#### [Суть задания]
Воспроизведите строки от строки, где есть «boy's head, giving», до последней строки включительно, сохранив запросы без изменений. Каждую координату в ответах масштабируйте: умножьте на 2,3 и округлите до целого, половины — в большую сторону.

Строки из набора данных

********************

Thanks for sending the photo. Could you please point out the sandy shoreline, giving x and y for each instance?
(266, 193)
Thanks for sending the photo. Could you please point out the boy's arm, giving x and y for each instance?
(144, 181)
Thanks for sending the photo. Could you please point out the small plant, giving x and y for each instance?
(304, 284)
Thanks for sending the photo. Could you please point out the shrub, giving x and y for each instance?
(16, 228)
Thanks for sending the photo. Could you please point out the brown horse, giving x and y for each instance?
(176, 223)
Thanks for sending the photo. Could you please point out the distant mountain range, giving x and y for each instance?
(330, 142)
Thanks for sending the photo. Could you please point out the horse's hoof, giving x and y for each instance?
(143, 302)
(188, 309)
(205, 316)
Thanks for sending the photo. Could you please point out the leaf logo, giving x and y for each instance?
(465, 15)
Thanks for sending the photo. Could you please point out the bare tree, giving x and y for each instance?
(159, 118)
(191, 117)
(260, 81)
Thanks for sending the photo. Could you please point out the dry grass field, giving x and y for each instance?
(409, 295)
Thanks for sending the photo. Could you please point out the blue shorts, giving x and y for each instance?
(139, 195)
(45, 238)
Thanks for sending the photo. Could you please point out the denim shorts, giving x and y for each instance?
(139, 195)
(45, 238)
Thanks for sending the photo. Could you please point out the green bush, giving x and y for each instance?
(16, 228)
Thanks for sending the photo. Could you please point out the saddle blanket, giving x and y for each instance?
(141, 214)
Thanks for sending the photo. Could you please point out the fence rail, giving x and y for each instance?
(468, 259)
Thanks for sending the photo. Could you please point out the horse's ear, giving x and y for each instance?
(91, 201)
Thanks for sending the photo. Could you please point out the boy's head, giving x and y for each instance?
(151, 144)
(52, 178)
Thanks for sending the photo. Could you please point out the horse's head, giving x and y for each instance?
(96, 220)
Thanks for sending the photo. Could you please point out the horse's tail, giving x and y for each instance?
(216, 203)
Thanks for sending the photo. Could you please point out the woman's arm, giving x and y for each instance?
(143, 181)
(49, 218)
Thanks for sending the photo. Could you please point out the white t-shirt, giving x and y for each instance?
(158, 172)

********************

#### [Результат задания]
Thanks for sending the photo. Could you please point out the boy's head, giving x and y for each instance?
(347, 331)
(120, 409)
Thanks for sending the photo. Could you please point out the horse's head, giving x and y for each instance?
(221, 506)
Thanks for sending the photo. Could you please point out the horse's tail, giving x and y for each instance?
(497, 467)
Thanks for sending the photo. Could you please point out the woman's arm, giving x and y for each instance?
(329, 416)
(113, 501)
Thanks for sending the photo. Could you please point out the white t-shirt, giving x and y for each instance?
(363, 396)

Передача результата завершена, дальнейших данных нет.